§ **WRITTEN TASK A**: According to the electrolysis explanation, why are `Ag^+` ions deposited at the cathode in preference to `H^+` ions?
§ **WRITTEN TASK B**: Extend the electrolysis explanation onward from its final sentence.

§ **TEXT EXCERPT**:
========================================================================
Predict the products of electrolysis each of the following :
(i) An aqueous solution of `AgNO_3` with silver electrodes
(ii) An aqueous solution of `AgNO_3` with platinum electrodes
(iii) An aqueous solution of `H_2SO_4` with platinum electrodes
(ii) An aqueous solution of `CuCl_2` with platinum electrodes

(i) Electrolysis of aqueous solution of `AgNO_3` using silver electrodes :
`AgNO_3(s)+nH_2O rarr Ag^(+)(aq) +NO_3^(-) (aq)`
`" "H_2O hArr H^(+) +OH^(-)`
At cathode : `Ag^+` ions have lower discharge potential than `H^+` ions .
Hence `Ag^+` ions will be deposited as silver (in preference to `H^+` ions )
At anode : Since silver electrode is attacked by `NO_3^(-)` ions, Ag anode will dissolve to form `Ag^+` ions in the solution .
`Ag rarr Ag^(+) +e^(-)`
(ii) Electrolysis of aqueous solution of `AgNO_3` using platinum electrodes :
(ii) At cathode : same as above
At anode : Since silver is not attackable , out of `OH^- and NO_3^(-)` ions, `OH^-` ions have lower discharge potential and hence `OH^-` ions will be discharged in preference to `NO_3^-` . The `OH^-` will decompose to give `O_2`.
========================================================================
§ **DATA LINES**:
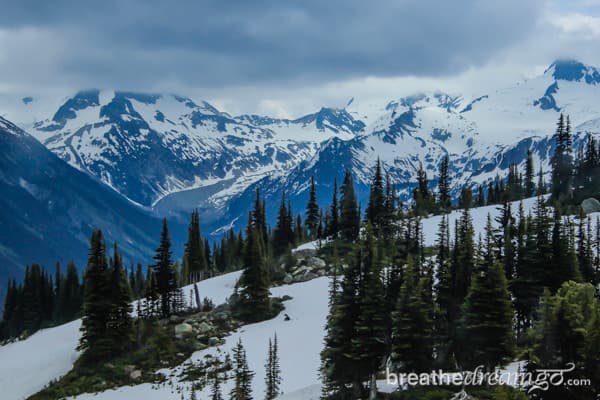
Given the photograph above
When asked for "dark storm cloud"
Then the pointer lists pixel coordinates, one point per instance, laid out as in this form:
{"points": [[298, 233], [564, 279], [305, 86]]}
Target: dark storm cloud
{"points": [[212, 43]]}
========================================================================
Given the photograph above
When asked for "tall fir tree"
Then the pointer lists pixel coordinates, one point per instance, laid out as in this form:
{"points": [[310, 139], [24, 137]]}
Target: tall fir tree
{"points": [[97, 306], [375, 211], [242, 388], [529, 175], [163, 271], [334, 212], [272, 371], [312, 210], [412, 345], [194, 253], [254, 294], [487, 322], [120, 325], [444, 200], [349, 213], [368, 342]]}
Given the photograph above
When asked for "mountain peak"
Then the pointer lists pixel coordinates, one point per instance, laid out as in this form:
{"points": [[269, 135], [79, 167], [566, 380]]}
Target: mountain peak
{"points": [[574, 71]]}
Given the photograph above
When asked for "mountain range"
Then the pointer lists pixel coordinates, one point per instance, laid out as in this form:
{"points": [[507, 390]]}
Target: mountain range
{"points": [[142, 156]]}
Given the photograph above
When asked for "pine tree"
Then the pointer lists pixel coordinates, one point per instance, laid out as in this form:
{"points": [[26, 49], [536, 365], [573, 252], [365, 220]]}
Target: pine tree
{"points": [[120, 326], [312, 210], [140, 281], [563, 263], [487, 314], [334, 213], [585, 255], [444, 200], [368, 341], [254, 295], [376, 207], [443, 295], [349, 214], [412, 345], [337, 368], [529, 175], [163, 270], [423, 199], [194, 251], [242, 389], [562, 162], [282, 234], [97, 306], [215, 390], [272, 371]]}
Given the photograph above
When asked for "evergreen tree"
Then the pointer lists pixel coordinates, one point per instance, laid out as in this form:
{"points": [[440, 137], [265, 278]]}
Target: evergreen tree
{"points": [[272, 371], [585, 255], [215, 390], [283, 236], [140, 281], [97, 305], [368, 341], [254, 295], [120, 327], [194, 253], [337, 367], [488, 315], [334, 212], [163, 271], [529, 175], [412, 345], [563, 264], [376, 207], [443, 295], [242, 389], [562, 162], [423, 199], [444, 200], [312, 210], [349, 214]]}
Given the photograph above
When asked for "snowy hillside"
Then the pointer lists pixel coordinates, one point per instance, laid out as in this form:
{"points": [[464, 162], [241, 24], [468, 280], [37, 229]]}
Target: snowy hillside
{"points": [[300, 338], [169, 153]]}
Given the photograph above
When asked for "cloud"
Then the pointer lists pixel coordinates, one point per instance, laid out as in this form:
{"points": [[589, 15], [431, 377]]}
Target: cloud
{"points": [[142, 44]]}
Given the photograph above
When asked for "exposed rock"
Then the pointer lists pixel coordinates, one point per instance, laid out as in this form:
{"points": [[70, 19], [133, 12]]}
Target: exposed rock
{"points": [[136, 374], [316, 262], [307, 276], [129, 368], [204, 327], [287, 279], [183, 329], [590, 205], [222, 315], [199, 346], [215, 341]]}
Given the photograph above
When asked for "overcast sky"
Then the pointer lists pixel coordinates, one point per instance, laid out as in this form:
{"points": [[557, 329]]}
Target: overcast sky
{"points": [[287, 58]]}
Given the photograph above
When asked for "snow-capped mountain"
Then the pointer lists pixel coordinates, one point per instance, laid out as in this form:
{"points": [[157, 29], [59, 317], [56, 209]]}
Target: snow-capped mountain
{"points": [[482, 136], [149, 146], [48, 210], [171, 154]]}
========================================================================
§ **FINAL ANSWER A**: `Ag^+` ions have a lower discharge potential than `H^+` ions.

§ **FINAL ANSWER B**:
`OH^(-)(aq) rarr OH+e^(-)`
`4OH^(-) (aq) rarr 2H_2O(l) +O_2(g)`
(iii) Electrolysis of `H_2SO_4` with Pt electrodes :
`H_2SO_4(aq) rarr 2H^(+) (aq) +SO_4^(2-) (aq)`
`H_2OhArr H^(+) +OH^(-)`
At cathode : `H^(+) + e^(-) rarr H`
`H+H rarr H_2(g)`
At anode : `OH^(-) rarr OH+e^(-)`
`4OH rarr 2H_2O+O_2(g)`
(iv) Electrolysis of aqueous solution of `CuCl_2` with platinum electrodes :
`CuCl_2(s) +(aq) rarr Cu^(2+)(aq) +2Cl^(-) (aq)`
`H_2O hArr H^(+) +OH^(-)`
At cathode : `Cu^(+)` will be reduced in preference to `H^+` is
`Cu^(2+)+2e^(-) rarr Cu`
At anode : `Cl^(-)` ions will be oxidised in preference to `OH^-` ions
`Cl^(-) rarr Cl+e^(-)`
`Cl+Cl rarr Cl_2`
Thus copper will be deposited on the cathode and `Cl_2` will be liberated at anode .